6月号
<特集> Dolce Vita! 人生は笑っているほうがいい!
世界を魅了するビスポークシューズ- La spigola
世界を魅了するビスポークシューズ La spigola
神戸・長田はくつの街。その一角に瀟洒なアトリエを構えるスピーゴラを訪ねると、イタリアで研鑽を積んだ鈴木幸次さんが笑顔で迎えてくれた。
物心ついた時から
ぎゅうぎゅうと建物がひしめく路地で、ガシャンと裁断機の音が響き、カタカタとミシンが軽快なリズムを刻む。そんな街の鼓動を、1995年1月17日、大地の震えが拭い去ってしまった。「この一画で残ったのは2軒だけ。あとは全部瓦礫になっていました」と、鈴木さんは静かに振り返る。「震災が直接影響した訳ではないと思うのですが、どこかで〝このままではいけない〟という思いに結びついていたのでしょう」。
物心ついた時から、靴づくりはそこにあった。鈴木さんの父は長田で腕を振るう婦人靴のシューズパタンナー、祖母も内職で中敷きの加工に携わるなど、まるで心身にものづくりの魂が染みるような環境がやがて堅固な土台を築いていく。
神戸っ子らしくファッションにも興味を抱くようになった彼は、高校を卒業する頃から靴にさらなる興味を持つように。大学へ進学したが特に目標もなく、父の勧めもあり中退して靴づくりの道へ進んだ。父からパターンの仕事を学びつつ、近所の靴メーカーでアルバイトを重ね技術を覚える毎日を過ごすうち、知れば知るほど靴づくりの魅力に惹かれるとともに、〝このままではいけない〟と、違う環境に身を置きたいという思いが芽生える。そんな1997年のある日イタリアへ渡り、ビスポークの紳士靴と出会い衝撃を受け「自分がやりたいのはこれだ!」と確信、フィレンツェの職人に弟子入りする。
新たな靴づくりの道
その師こそ今や世界屈指の靴職人との誉れ高いロベルト・ウゴリーニ氏だが、当時はまだ若く無名で、鈴木さんは最初の弟子だった。職人として伸び盛りの師匠のもと、鈴木さんは靴づくりのすべてを習得するだけでなく、工芸の街フィレンツェに息づくクラフトの空気を思い切り吸収する。

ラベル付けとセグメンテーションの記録
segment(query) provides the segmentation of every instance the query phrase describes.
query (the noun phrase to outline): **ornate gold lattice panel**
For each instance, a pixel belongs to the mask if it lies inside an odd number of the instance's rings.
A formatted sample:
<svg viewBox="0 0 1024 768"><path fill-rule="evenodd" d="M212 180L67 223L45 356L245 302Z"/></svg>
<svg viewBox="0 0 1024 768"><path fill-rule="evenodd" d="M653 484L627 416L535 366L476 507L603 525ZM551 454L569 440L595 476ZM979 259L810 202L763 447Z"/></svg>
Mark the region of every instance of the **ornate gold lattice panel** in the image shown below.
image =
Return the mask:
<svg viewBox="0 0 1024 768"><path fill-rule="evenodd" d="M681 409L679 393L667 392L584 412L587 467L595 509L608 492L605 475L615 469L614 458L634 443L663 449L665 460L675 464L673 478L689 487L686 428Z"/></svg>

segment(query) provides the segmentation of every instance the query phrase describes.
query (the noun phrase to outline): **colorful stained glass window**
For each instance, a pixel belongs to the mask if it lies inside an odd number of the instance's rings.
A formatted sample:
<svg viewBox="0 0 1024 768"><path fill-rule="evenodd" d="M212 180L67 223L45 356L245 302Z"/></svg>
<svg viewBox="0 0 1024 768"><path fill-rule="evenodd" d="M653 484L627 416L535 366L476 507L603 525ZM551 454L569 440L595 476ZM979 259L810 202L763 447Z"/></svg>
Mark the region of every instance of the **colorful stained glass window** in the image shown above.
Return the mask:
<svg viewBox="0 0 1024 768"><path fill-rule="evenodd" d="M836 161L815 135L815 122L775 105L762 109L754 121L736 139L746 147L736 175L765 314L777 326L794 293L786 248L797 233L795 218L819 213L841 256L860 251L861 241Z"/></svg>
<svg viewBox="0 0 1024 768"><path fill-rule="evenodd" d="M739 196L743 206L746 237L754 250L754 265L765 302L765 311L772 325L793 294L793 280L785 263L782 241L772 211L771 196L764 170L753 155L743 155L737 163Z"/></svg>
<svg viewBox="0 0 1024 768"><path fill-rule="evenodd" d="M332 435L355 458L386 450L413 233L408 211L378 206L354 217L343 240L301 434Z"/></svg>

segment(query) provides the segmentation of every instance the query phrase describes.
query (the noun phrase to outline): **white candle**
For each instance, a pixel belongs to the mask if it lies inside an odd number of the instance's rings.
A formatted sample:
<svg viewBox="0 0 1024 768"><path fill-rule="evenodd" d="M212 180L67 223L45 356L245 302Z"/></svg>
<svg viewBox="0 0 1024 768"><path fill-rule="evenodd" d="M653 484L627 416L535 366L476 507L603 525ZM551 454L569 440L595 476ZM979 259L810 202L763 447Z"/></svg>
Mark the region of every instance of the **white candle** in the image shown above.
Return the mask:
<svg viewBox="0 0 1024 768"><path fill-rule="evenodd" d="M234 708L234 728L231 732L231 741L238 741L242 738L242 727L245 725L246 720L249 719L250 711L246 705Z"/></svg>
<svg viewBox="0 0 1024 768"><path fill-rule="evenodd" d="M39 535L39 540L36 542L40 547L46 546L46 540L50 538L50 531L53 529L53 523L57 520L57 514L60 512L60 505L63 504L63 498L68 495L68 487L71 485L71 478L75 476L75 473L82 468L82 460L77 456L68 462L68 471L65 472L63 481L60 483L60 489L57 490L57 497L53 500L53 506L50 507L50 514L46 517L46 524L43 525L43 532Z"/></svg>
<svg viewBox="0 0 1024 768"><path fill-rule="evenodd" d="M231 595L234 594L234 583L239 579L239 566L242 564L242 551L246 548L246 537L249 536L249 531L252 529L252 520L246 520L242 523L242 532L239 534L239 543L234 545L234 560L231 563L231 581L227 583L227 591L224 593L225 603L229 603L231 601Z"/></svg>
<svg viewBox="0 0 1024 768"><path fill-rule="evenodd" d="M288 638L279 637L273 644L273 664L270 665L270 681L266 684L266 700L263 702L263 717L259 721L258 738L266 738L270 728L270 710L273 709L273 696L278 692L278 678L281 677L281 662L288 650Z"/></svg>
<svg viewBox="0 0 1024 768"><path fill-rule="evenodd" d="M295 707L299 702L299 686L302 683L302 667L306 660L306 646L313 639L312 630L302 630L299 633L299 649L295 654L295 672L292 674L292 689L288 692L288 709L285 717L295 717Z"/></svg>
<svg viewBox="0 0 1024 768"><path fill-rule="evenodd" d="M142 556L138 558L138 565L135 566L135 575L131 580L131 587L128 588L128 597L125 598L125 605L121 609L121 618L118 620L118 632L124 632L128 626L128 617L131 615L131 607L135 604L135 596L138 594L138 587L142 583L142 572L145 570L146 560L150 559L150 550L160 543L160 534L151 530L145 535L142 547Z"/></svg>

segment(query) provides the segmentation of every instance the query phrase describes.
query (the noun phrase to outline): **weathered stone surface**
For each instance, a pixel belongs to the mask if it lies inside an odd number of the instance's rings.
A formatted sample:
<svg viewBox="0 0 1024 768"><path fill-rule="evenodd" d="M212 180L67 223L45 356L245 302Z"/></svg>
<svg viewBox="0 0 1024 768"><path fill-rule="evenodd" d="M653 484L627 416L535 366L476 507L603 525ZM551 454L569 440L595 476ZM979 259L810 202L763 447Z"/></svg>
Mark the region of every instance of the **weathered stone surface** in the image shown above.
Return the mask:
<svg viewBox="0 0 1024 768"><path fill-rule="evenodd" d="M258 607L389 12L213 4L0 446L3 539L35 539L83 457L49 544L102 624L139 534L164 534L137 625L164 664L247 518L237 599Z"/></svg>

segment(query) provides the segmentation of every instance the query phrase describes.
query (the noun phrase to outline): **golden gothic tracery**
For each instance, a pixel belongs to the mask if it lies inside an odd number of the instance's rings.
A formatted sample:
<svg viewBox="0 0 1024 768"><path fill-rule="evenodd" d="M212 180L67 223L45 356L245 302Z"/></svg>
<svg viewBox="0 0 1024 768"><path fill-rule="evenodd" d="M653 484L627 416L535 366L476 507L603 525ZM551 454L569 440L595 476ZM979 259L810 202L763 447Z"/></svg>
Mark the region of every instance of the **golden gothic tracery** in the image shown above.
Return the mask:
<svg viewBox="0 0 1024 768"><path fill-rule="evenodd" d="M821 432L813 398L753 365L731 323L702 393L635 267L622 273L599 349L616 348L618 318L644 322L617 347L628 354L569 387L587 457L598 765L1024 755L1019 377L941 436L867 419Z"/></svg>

▶ **課題**
神戸のビスポークシューズ工房を紹介する文章を、最後の文の後から書き継ぐ。

▶ **課題の解答**
そして3年後、確かな技術と研ぎ澄ませたセンスを手にして長田へ戻り、靴づくりをはじめ、神戸はおろか日本においてのイタリア系ビスポークの草分けとなった。分業が当たり前の長田の職人たちはすべての工程を一貫しておこなうスタイルに一抹の懸念を抱きつつも、熱い励ましと温かい支援を惜しまなかったという。
当初はオーダーが少なく苦労したというが、セレクトショップへ積極的に営業をかけて販路を開拓し、そこから高いクオリティが口コミで広がっていく。その輪は神戸にとどまらず東京でさらに広がり、SNSの牽引もあって気づけば香港やマニラ、ハワイやニューヨークへと海を越えていった。
本物には国境はない。長田のものづくりの魂がイタリア仕込みの技と融合し、震災から立ち上がったこの街に新たなモデルケースを確立。壊滅的な被害を受けた長田の靴づくりは不死鳥の如く甦っただけでなく、あの日の青年が世界へと通じる新たな一筋の道を、努力と才能、そして情熱と絆で切り拓いたのだ。
未来に評価される一足を
シューズは工芸品であるとともに、ファッションアイテムのひとつでもある。ゆえに流行は大切。スピーゴラではトレンドとトラディションの絶妙なバランスを見極めデザイン、イタリア仕込みらしい遊び心をアクセントに添えつつ、顧客の希望や用途、素材特性に合わせてイメージを熟成させていく。
その造形を実現するのが、ウゴリーニ氏の教えを礎に自らの知見を深めて磨いた靴づくりの技術だ。ルーペを覗かねばわからぬほど細やかなステッチは息を呑むほど。やや踵が小ぶりなスタイルは手づくりのビスポークシューズならではだ。
見えないところに一切の妥協も許さない。仮縫いで丹念に履き心地を確認、薄皮を剥ぐように彫った木型が足と一体化するようなフィット感を実現し、ソールの中の複雑な構造は雲を履くような感覚をもたらせる。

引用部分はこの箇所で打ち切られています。